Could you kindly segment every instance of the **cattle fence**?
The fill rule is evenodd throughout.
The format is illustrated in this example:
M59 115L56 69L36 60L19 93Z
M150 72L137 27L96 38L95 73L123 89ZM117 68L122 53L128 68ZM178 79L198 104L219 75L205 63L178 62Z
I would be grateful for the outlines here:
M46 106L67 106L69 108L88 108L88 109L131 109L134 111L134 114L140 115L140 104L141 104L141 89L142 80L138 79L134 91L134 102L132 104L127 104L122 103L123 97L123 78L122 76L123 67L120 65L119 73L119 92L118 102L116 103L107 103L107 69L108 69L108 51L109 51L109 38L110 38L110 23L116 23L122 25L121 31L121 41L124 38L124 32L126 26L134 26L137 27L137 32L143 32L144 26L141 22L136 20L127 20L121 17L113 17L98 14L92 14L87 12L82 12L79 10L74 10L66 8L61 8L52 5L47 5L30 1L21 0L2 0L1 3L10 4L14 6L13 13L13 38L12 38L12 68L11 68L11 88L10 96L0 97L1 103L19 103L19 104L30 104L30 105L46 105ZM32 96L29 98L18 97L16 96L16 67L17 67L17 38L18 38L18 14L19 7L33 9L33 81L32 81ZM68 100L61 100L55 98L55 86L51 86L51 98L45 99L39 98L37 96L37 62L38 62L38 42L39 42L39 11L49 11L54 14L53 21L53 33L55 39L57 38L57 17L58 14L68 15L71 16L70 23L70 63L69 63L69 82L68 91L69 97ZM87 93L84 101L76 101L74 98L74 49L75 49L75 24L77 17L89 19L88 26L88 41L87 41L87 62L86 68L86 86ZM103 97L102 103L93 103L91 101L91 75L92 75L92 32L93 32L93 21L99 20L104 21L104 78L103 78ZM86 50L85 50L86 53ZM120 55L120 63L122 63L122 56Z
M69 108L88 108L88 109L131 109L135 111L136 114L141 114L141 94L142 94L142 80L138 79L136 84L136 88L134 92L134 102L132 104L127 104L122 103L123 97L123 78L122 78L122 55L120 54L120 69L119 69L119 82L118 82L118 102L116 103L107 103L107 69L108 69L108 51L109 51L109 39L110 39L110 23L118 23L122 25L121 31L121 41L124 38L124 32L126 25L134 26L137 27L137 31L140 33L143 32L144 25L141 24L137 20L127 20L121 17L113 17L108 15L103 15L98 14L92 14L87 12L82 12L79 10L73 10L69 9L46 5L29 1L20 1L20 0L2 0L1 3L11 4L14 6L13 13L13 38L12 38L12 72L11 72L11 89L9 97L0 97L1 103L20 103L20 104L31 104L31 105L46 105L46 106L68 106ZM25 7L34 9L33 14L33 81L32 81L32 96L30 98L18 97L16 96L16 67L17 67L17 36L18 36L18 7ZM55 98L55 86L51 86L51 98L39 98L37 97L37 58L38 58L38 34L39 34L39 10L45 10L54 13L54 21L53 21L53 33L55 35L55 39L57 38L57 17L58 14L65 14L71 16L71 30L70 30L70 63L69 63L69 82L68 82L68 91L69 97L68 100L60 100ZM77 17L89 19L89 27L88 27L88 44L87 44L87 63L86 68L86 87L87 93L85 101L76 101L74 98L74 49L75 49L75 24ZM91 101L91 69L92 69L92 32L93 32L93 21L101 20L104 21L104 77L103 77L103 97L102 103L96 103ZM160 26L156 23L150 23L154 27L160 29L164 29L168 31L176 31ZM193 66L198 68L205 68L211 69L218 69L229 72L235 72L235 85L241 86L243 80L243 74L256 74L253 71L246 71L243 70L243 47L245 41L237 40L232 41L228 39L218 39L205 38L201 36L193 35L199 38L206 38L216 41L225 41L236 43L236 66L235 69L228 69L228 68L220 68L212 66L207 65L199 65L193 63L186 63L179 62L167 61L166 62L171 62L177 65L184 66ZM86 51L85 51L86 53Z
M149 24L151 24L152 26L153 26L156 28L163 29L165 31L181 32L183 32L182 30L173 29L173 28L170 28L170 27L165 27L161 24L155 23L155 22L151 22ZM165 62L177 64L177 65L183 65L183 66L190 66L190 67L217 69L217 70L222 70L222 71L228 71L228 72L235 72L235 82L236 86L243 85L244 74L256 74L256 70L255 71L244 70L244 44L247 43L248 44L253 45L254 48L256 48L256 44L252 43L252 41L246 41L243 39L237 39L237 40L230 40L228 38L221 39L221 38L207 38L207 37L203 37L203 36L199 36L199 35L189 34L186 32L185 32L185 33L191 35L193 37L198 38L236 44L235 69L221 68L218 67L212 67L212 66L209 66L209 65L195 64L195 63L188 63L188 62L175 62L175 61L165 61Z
::::::
• [EXERCISE REQUIREMENTS]:
Copy everything from the start of the listing down to the line containing "I would be grateful", changing "format" to "layout" and keeping all else the same.

• [TASK RESPONSE]:
Could you kindly segment every instance of the **cattle fence**?
The fill rule is evenodd throughout.
The layout is illustrated in this example:
M59 115L56 69L36 60L19 93Z
M150 72L137 27L96 38L95 73L123 89ZM117 68L122 53L128 68ZM178 79L198 104L219 75L205 63L178 62Z
I would be grateful for the outlines here:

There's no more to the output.